**Task item:**
Print, exactly as given, each line of the data from the line containing "Target: woman's left hand" up to and including its last line.

START Information

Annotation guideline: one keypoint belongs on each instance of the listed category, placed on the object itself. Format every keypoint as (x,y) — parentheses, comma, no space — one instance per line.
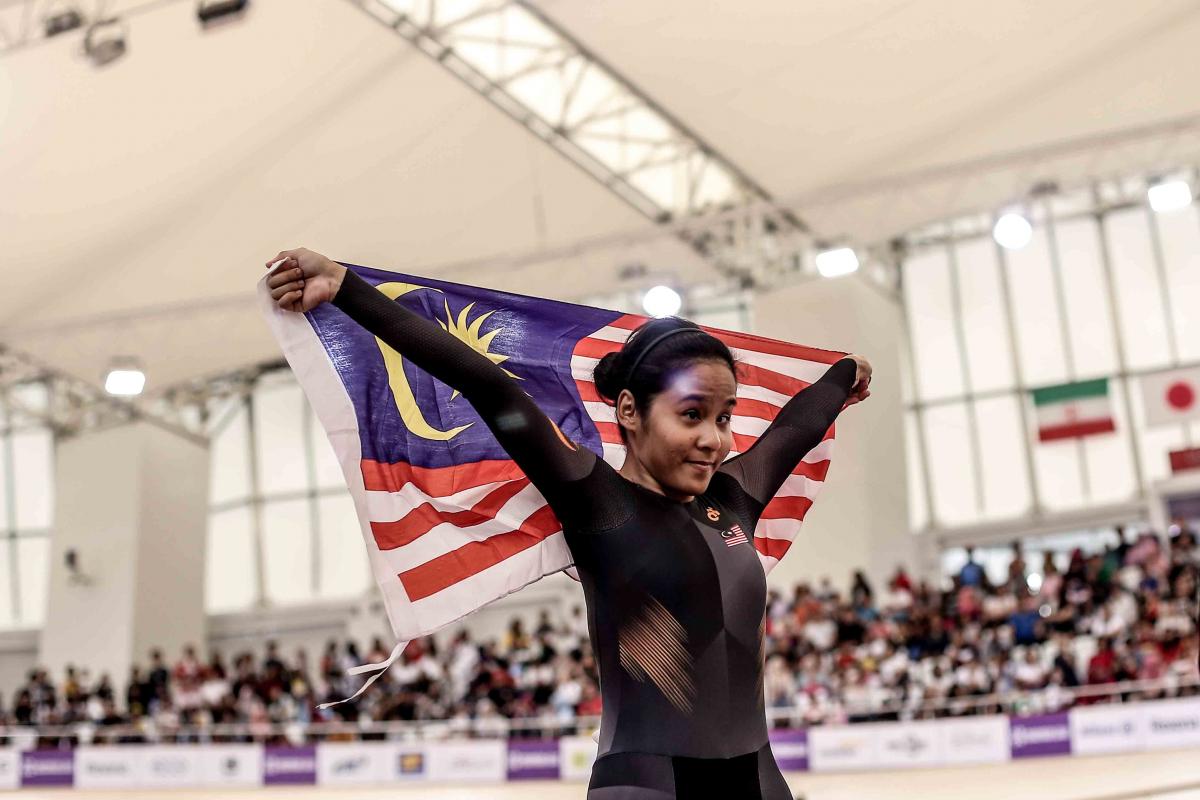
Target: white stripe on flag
(444,537)
(390,506)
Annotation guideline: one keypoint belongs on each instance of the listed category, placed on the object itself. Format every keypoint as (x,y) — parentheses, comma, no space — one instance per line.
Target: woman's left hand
(861,390)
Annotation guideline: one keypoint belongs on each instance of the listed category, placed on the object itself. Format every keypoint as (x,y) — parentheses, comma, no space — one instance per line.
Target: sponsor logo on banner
(409,763)
(982,740)
(467,761)
(47,768)
(107,768)
(907,745)
(533,759)
(1171,723)
(791,750)
(576,756)
(10,768)
(232,765)
(177,765)
(1105,729)
(841,747)
(1041,735)
(289,765)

END Information

**Exercise output:**
Target: woman's left hand
(861,390)
Annotation guideline: one keypoint belongs on each instance of the listed category, placed on the object itself. Format every keypoint as (x,y) — parentheses, comma, no space — one instance per line.
Target: sponsor logo on banner
(409,763)
(982,740)
(467,761)
(47,768)
(107,768)
(907,745)
(533,759)
(1171,723)
(791,750)
(576,756)
(10,768)
(232,765)
(177,765)
(1105,729)
(841,747)
(1041,735)
(289,765)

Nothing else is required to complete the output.